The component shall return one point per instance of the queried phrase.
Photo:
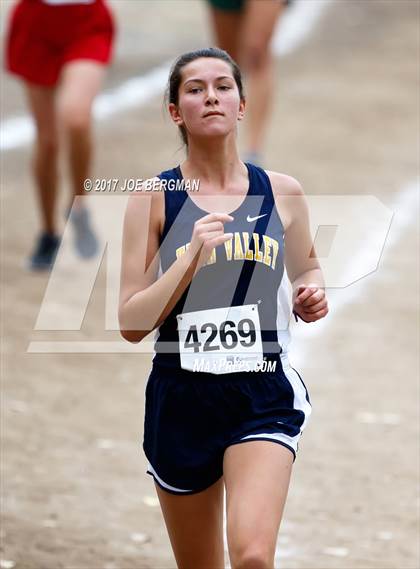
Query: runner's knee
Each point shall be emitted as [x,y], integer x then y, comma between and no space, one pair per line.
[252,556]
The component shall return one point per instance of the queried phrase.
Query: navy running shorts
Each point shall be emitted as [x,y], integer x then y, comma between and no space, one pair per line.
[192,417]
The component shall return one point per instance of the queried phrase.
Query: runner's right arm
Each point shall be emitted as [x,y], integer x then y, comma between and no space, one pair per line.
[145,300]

============================================================

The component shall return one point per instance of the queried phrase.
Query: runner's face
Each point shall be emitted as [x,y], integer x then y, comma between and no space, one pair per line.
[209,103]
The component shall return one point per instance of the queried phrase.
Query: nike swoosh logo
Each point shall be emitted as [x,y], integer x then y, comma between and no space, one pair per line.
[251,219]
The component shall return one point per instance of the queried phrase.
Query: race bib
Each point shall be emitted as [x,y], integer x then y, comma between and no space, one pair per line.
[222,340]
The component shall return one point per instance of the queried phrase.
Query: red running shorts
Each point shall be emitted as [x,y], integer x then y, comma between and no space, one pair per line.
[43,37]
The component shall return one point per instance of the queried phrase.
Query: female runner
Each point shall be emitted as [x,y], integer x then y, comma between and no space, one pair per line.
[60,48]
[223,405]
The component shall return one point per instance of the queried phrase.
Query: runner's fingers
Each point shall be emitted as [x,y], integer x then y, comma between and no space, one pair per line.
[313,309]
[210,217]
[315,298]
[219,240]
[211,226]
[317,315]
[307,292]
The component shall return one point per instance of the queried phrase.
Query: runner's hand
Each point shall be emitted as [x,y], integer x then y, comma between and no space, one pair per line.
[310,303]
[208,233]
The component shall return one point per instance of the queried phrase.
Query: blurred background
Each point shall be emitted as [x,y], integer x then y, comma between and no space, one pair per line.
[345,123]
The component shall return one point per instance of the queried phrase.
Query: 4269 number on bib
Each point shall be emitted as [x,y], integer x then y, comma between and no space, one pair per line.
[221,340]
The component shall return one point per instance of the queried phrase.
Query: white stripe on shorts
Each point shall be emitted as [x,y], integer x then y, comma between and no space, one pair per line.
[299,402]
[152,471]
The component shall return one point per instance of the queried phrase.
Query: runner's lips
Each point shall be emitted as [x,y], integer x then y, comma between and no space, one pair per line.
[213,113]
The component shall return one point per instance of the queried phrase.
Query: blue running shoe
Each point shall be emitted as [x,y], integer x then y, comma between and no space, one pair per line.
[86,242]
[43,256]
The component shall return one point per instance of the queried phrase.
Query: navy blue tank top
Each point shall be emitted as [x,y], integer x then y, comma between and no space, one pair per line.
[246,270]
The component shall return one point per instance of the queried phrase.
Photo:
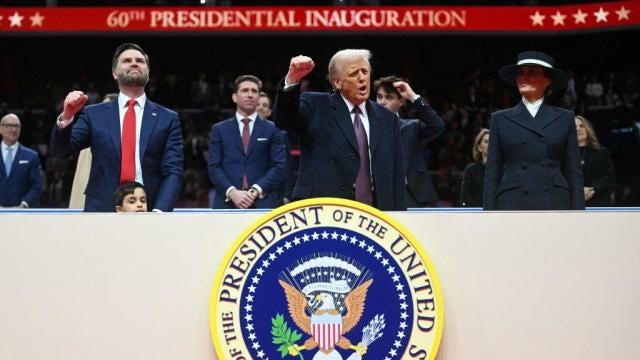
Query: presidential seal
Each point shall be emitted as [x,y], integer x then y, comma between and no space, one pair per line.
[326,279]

============================================================

Aim of the task
How many lines of the listing contain the string "shorts"? Case counts, so match uppercase and lowercase exactly, and reply with the number only.

Exercise output
3